**Extracted information:**
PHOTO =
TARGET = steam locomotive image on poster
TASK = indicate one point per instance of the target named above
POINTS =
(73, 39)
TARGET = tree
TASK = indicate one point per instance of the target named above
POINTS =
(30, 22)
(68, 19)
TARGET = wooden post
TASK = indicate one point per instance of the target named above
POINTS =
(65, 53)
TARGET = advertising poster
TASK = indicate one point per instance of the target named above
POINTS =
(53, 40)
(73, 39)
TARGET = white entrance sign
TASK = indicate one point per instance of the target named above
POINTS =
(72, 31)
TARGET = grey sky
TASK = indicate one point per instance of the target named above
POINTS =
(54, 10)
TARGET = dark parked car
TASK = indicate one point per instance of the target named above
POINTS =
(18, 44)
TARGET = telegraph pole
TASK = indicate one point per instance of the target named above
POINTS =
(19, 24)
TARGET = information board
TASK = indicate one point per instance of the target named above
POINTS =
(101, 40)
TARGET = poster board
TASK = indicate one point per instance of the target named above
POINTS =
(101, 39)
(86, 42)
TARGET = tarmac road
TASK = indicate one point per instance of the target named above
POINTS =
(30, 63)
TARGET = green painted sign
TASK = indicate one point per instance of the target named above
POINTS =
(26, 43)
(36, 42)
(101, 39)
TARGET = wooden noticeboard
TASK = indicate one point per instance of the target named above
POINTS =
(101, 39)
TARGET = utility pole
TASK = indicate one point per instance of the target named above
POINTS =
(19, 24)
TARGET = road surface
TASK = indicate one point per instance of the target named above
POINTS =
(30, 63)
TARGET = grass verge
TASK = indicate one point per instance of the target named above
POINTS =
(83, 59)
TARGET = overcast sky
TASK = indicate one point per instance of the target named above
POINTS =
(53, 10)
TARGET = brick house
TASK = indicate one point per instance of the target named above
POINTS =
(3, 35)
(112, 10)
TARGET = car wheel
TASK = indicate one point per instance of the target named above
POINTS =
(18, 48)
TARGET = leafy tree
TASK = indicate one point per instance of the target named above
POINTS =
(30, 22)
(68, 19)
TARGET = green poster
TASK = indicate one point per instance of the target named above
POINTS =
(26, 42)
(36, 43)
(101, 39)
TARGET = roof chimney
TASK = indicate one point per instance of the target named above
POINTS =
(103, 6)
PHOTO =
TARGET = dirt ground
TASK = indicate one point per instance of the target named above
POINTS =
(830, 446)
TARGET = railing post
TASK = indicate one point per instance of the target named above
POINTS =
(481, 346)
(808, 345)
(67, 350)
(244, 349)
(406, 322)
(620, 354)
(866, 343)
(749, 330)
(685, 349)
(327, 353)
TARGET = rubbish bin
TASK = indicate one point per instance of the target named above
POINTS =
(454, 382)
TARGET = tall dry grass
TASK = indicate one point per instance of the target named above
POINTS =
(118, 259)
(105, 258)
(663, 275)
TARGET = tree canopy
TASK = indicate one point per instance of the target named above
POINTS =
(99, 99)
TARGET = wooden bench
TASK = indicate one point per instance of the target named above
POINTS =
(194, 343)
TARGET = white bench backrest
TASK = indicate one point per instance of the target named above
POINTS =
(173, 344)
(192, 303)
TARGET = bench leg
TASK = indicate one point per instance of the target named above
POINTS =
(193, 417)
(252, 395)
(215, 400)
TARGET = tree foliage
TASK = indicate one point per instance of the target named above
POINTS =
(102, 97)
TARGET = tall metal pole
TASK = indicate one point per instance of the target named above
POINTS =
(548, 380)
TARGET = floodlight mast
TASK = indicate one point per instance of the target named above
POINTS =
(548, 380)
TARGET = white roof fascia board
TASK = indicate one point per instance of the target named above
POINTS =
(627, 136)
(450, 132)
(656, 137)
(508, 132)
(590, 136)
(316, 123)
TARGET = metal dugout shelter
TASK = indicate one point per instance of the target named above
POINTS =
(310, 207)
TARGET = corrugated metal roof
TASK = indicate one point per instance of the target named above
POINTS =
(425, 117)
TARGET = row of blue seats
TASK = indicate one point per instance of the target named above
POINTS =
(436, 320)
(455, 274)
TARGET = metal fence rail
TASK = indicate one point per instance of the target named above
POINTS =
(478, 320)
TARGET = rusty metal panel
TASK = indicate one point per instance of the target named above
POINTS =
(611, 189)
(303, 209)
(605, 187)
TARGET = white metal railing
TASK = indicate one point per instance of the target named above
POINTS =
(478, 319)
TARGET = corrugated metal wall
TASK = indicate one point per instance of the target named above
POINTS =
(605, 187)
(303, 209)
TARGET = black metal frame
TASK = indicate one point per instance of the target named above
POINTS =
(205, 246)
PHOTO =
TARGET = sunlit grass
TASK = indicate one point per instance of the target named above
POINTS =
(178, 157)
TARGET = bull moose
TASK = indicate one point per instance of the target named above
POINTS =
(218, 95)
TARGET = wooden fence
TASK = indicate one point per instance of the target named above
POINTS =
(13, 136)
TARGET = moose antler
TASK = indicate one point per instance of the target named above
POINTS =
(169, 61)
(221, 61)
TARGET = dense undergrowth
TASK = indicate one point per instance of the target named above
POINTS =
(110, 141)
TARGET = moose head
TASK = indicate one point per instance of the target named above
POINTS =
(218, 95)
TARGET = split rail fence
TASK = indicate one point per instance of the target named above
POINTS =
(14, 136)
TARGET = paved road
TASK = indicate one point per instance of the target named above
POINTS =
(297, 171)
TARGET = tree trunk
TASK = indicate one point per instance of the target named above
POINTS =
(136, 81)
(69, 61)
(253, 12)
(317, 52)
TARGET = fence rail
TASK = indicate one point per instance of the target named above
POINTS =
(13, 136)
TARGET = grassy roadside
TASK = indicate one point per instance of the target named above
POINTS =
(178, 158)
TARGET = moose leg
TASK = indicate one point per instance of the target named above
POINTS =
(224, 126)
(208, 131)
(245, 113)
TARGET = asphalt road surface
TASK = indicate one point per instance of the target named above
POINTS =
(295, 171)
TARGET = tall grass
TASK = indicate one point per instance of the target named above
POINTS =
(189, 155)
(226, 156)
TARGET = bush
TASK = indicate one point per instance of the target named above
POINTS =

**Aim of the exercise:** Every record should be given again exactly.

**Full output:**
PHOTO =
TARGET = steam locomotive image on poster
TASK = indicate one point per instance of the target named above
POINTS =
(73, 39)
TARGET = tree
TASK = indicate one point per instance of the target named above
POINTS =
(30, 22)
(68, 19)
TARGET = wooden post
TASK = indicate one point per instance of the target named above
POINTS =
(65, 53)
TARGET = advertising poster
TASK = indicate one point per instance of the target named above
POINTS =
(53, 40)
(73, 39)
TARGET = white entrance sign
TASK = indicate one point per instance of the target named above
POINTS =
(72, 31)
TARGET = grey sky
TASK = indicate one point per instance of the target named above
POINTS =
(54, 10)
TARGET = dark parked car
TASK = indicate one point per instance of the target named above
POINTS =
(18, 44)
TARGET = telegraph pole
TASK = indicate one point per instance of the target named above
POINTS =
(19, 24)
TARGET = information board
TASK = indicate one point per instance of the target named above
POINTS =
(101, 40)
TARGET = poster board
TASK = indicate one point per instance of the target named above
POINTS =
(101, 39)
(86, 42)
TARGET = tarmac road
TASK = indicate one point per instance of the target named above
POINTS =
(30, 63)
TARGET = green painted sign
TASK = indicate one point per instance of the target named above
POINTS =
(26, 43)
(36, 42)
(101, 39)
TARGET = wooden noticeboard
TASK = indicate one point per instance of the target named above
POINTS =
(101, 39)
TARGET = utility pole
TASK = indicate one point per instance of the target named above
POINTS =
(19, 24)
TARGET = road surface
TASK = indicate one point per instance of the target named above
POINTS =
(30, 63)
TARGET = grass verge
TASK = indicate one point per instance of the target named above
POINTS =
(83, 59)
TARGET = overcast sky
TASK = indicate one point per instance of the target named above
POINTS =
(53, 10)
TARGET = brick house
TASK = indicate one point per instance of the target named above
POINTS =
(3, 35)
(112, 10)
TARGET = car wheel
TASK = indicate one point per instance of the target named above
POINTS =
(18, 48)
TARGET = leafy tree
TASK = indicate one point per instance of the target named above
POINTS =
(30, 22)
(68, 19)
TARGET = green poster
TASK = indicate one point per instance of the target named above
POINTS =
(26, 42)
(36, 43)
(101, 39)
TARGET = roof chimney
TASK = indicate one point per instance of the target named above
POINTS =
(103, 6)
PHOTO =
TARGET = dirt ground
TASK = indicate one point per instance of the target named above
POINTS =
(830, 446)
TARGET = railing post
TASK = indicate one point per instance of the target named above
POINTS =
(481, 346)
(808, 345)
(67, 350)
(244, 349)
(406, 322)
(620, 354)
(866, 343)
(749, 330)
(685, 349)
(327, 353)
TARGET = rubbish bin
TASK = indicate one point per instance of the target named above
POINTS =
(454, 382)
TARGET = tall dry grass
TASK = indicate one point per instance of the target named above
POINTS =
(118, 259)
(105, 258)
(663, 275)
TARGET = tree canopy
TASK = indicate one point per instance of the target named above
POINTS =
(99, 99)
TARGET = wooden bench
TASK = indicate one point per instance of the target named above
POINTS =
(194, 343)
TARGET = white bench backrest
TASK = indicate one point per instance of the target named above
POINTS =
(173, 344)
(192, 303)
TARGET = bench leg
TASK = indicate one point per instance of the target named above
POINTS =
(193, 417)
(252, 395)
(215, 400)
TARGET = tree foliage
TASK = indicate one point per instance of the target named above
POINTS =
(102, 97)
TARGET = tall metal pole
TASK = indicate one point per instance of the target named above
POINTS =
(548, 380)
TARGET = floodlight mast
TASK = indicate one point per instance of the target named above
POINTS =
(548, 380)
TARGET = white roof fascia board
TASK = indicate one point per instance of the target named above
POINTS =
(627, 136)
(450, 132)
(656, 137)
(508, 132)
(590, 136)
(316, 123)
TARGET = metal dugout shelter
TASK = indicate one point per instance of the target named above
POINTS =
(310, 207)
TARGET = corrugated metal roof
TASK = indicate one point per instance of the target named above
POINTS =
(425, 117)
TARGET = row of blue seats
TASK = indicate one point per instance of the target named above
POINTS =
(436, 320)
(455, 274)
TARGET = metal fence rail
TASK = indicate one point per instance of the target named above
POINTS =
(478, 320)
TARGET = rusty metal panel
TASK = indicate one point per instance of the target named above
POINTS =
(611, 189)
(303, 209)
(605, 187)
TARGET = white metal railing
TASK = indicate one point per instance of the target named above
POINTS =
(478, 319)
TARGET = corrugated metal wall
TASK = indicate one point per instance of the target named above
POINTS =
(605, 187)
(303, 209)
TARGET = black metal frame
TASK = indicate one point per instance of the target named above
POINTS =
(205, 246)
PHOTO =
TARGET = sunlit grass
TASK = indicate one point per instance of the target named above
POINTS =
(178, 157)
TARGET = bull moose
TASK = indicate one point per instance of the target named above
POINTS =
(218, 95)
TARGET = wooden fence
TASK = indicate one point per instance of the target named above
POINTS =
(13, 136)
TARGET = moose antler
TASK = indicate one point per instance of the target named above
POINTS =
(169, 61)
(221, 61)
TARGET = dense undergrowth
TASK = indicate one point per instance of the target named above
POINTS =
(110, 141)
TARGET = moose head
TASK = indicate one point per instance of the target named above
POINTS =
(218, 95)
TARGET = split rail fence
TASK = indicate one point per instance of the target named above
POINTS =
(14, 136)
TARGET = paved road
TASK = indicate one point per instance of the target named above
POINTS =
(297, 171)
TARGET = tree trunk
TASK = indicate one point per instance of the target named above
POINTS =
(136, 81)
(69, 61)
(253, 12)
(317, 52)
TARGET = fence rail
TASK = indicate one point per instance of the target named above
POINTS =
(13, 136)
TARGET = grassy roadside
TASK = indicate one point per instance of the target named above
POINTS =
(178, 158)
TARGET = moose leg
TASK = indicate one point per instance of the target named above
POINTS =
(224, 126)
(208, 131)
(245, 113)
TARGET = asphalt road surface
TASK = indicate one point per instance of the target named above
POINTS =
(295, 171)
TARGET = tall grass
TASK = indicate one point per instance of the target named above
POINTS =
(189, 155)
(226, 156)
TARGET = bush
TASK = indicate one point per instance of the target named above
POINTS =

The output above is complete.